Source data>

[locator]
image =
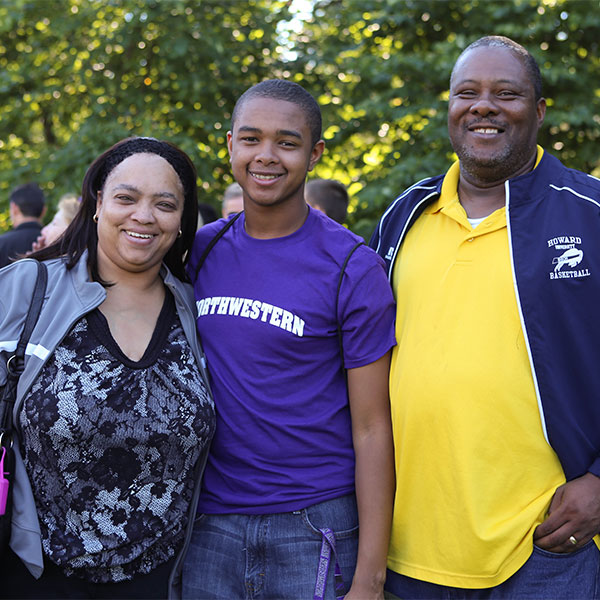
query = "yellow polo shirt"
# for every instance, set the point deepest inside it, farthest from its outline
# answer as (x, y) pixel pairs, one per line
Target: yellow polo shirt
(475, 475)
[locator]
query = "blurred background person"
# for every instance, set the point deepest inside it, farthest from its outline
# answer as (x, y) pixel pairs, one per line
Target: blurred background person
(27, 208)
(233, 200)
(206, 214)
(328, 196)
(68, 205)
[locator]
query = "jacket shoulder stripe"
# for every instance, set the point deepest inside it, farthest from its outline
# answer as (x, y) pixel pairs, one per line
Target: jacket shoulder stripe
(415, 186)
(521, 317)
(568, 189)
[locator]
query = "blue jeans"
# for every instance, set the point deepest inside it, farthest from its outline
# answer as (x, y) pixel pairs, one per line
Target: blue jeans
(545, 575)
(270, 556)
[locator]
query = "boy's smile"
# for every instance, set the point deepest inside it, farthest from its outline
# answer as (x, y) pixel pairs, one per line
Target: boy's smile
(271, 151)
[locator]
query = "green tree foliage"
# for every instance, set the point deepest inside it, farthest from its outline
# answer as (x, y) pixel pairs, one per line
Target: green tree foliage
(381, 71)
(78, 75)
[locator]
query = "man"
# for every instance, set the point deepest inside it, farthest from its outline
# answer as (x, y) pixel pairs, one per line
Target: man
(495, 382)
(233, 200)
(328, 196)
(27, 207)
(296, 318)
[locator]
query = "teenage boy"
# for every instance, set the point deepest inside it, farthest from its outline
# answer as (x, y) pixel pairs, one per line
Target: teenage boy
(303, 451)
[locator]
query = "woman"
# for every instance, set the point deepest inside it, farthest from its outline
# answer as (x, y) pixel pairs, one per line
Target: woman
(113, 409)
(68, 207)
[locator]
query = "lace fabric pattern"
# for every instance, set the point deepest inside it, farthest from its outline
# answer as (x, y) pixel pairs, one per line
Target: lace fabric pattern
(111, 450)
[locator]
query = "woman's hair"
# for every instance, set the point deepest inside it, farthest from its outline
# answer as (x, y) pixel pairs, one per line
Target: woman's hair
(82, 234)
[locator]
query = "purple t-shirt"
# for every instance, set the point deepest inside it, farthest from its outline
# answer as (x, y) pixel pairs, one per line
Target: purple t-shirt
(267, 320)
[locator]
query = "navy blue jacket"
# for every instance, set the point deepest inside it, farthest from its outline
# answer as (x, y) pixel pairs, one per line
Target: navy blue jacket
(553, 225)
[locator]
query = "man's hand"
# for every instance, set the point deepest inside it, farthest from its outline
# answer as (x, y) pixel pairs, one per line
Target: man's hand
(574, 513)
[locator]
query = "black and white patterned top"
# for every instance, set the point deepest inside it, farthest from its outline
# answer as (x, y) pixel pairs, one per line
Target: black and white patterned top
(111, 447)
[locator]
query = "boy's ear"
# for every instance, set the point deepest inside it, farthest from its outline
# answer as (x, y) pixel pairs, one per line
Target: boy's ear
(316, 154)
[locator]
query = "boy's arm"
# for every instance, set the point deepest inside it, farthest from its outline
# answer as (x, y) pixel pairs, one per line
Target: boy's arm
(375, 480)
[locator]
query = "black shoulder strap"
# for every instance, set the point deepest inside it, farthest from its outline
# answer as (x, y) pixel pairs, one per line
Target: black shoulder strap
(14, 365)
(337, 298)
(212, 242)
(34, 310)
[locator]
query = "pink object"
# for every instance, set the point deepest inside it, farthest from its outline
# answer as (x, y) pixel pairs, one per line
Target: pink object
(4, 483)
==
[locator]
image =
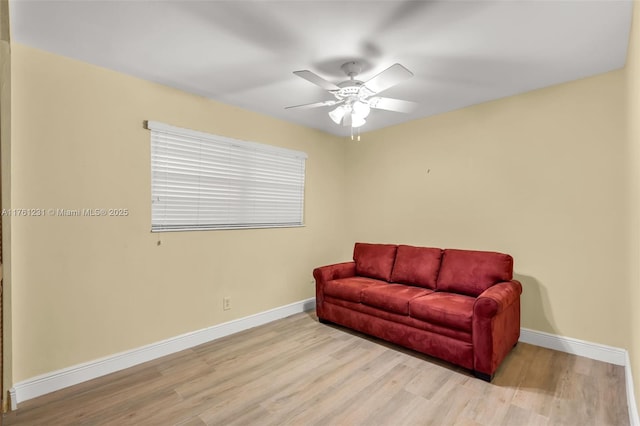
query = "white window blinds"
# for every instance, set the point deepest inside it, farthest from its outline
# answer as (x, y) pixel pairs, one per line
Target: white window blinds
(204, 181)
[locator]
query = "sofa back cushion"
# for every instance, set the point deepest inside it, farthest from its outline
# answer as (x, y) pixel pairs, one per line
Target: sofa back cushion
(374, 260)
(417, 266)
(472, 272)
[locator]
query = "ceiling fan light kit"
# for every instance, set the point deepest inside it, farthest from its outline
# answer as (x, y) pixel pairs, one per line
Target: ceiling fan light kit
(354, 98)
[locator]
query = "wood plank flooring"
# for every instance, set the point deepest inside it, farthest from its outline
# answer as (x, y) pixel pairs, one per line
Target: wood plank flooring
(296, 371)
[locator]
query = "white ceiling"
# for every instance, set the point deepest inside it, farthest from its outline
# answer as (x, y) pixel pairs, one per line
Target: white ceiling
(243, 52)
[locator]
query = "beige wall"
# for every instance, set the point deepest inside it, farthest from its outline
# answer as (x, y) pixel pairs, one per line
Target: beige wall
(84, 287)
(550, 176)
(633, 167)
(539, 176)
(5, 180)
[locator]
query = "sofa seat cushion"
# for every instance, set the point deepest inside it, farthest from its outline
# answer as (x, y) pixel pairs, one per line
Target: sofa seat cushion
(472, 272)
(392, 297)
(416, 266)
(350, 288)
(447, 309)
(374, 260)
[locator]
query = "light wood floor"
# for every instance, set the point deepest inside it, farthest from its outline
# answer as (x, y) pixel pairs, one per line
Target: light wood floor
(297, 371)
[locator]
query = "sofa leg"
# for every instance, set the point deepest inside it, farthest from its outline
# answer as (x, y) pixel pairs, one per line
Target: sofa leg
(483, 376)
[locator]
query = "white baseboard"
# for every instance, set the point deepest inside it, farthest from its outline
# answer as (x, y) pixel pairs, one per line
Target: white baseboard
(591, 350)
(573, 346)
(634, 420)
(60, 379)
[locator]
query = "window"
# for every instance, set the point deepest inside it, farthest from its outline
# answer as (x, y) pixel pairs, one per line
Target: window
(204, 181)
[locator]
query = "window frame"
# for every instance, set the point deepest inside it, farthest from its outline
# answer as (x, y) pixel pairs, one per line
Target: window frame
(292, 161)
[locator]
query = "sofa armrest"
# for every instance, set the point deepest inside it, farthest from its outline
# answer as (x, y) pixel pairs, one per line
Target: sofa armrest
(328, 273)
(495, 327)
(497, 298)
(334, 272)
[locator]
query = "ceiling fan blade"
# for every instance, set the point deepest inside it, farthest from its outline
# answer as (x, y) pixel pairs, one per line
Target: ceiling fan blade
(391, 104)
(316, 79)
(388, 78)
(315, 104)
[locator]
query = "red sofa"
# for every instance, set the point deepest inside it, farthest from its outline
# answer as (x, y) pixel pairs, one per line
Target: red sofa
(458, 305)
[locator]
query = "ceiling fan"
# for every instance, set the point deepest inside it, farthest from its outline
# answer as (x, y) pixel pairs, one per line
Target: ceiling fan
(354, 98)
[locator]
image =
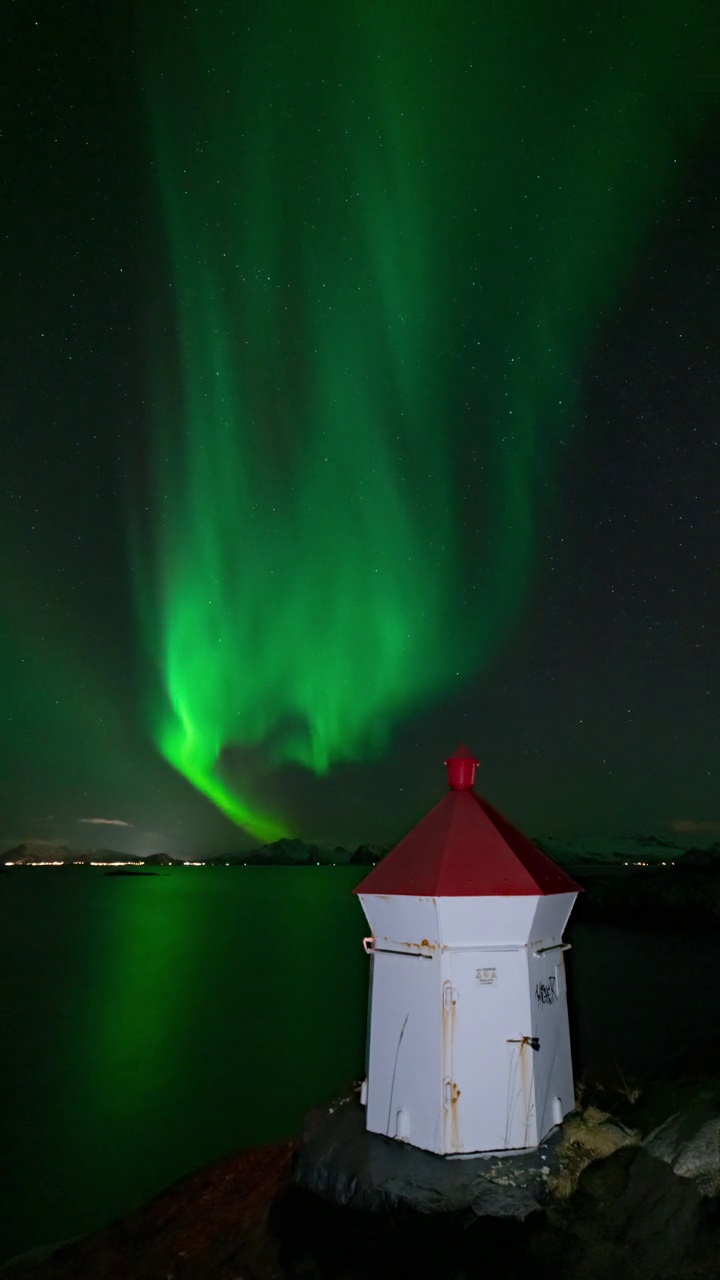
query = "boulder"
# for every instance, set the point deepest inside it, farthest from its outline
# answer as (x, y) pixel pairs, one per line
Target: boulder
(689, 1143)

Exercise> Gather every line in the material above that contains the word "person" and reproduce each such line in full. Treat the match as case-sensitive.

Expected output>
query = "blurred background person"
Target: blurred background person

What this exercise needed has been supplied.